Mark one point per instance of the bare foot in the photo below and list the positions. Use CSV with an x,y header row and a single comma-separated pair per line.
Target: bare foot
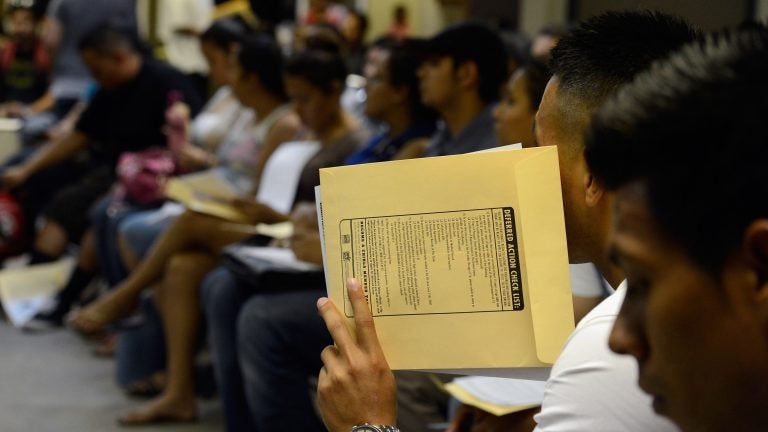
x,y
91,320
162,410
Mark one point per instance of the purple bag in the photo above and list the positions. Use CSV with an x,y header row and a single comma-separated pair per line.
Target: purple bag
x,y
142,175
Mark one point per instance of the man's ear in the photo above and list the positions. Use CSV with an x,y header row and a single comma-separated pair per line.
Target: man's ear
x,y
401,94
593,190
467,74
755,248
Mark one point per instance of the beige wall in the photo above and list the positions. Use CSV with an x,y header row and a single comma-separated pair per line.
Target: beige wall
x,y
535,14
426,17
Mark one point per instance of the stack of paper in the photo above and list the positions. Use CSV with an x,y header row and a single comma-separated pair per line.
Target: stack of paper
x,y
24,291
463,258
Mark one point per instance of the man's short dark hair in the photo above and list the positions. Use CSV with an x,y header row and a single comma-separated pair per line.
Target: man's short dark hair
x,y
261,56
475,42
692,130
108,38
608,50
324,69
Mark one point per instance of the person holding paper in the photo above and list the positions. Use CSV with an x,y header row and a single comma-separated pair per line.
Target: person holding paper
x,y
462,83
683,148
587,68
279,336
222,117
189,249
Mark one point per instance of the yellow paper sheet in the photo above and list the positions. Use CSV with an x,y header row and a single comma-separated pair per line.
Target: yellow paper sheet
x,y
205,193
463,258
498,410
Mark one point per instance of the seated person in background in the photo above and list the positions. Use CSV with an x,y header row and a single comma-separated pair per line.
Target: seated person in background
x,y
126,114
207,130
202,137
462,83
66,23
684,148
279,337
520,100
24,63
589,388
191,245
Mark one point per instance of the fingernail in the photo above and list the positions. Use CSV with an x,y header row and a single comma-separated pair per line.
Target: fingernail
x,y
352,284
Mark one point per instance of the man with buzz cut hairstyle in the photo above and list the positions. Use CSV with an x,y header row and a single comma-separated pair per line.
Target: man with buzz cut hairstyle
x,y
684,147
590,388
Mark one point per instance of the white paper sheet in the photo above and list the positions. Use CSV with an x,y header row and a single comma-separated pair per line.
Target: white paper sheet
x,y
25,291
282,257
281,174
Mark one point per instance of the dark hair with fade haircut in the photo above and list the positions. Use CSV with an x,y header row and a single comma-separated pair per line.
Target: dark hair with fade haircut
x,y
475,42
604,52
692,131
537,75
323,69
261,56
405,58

**********

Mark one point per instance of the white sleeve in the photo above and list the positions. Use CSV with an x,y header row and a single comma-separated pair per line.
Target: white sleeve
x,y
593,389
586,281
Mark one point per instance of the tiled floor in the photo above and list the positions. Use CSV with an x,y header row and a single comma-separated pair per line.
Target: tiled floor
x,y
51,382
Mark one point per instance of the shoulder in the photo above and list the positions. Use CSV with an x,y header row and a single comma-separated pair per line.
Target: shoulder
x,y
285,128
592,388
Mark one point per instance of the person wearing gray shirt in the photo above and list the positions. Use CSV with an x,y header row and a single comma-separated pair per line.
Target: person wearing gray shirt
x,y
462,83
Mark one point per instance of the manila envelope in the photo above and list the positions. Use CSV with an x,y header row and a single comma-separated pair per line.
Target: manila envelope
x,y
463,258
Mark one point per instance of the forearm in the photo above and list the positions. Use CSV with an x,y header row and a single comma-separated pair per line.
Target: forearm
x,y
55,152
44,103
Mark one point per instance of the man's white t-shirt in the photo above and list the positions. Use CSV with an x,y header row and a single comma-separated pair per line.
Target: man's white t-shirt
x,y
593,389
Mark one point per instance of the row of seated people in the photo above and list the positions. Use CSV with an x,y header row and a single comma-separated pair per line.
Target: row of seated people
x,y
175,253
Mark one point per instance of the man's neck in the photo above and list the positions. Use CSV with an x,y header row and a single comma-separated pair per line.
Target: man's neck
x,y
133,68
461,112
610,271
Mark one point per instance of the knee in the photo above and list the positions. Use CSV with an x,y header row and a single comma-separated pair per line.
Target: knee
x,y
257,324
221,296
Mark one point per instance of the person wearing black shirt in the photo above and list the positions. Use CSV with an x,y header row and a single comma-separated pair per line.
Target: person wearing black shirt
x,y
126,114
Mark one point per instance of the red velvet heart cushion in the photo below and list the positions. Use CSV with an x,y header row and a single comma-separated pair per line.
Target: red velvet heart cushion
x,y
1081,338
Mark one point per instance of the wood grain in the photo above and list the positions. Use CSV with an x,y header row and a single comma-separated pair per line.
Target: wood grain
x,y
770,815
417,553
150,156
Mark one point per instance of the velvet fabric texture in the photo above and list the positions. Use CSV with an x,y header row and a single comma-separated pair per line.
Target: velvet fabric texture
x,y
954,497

**********

[DO THIS]:
Please pull out every line of the records above that contains the string "shirt", treating uppercase and lowercase letters as different.

[EXERCISE ANSWER]:
Mark one point per instance of the person wearing gray shirt in the photo above and list the positions. Use CSV with an x,y header row and a single comma-separated pair per line.
Target: person wearing gray shirt
Mark one point per instance of the man's white t-shirt in the photo above and list the positions. Use CSV with an x,y header row and a single comma-separated pair per line.
Target: man's white t-shirt
Mark one point per instance of the person wearing black shirt in the photo above and list the positions. Use CSV with an x,y header row and a single comma-separated pair per line.
Target: person wearing black shirt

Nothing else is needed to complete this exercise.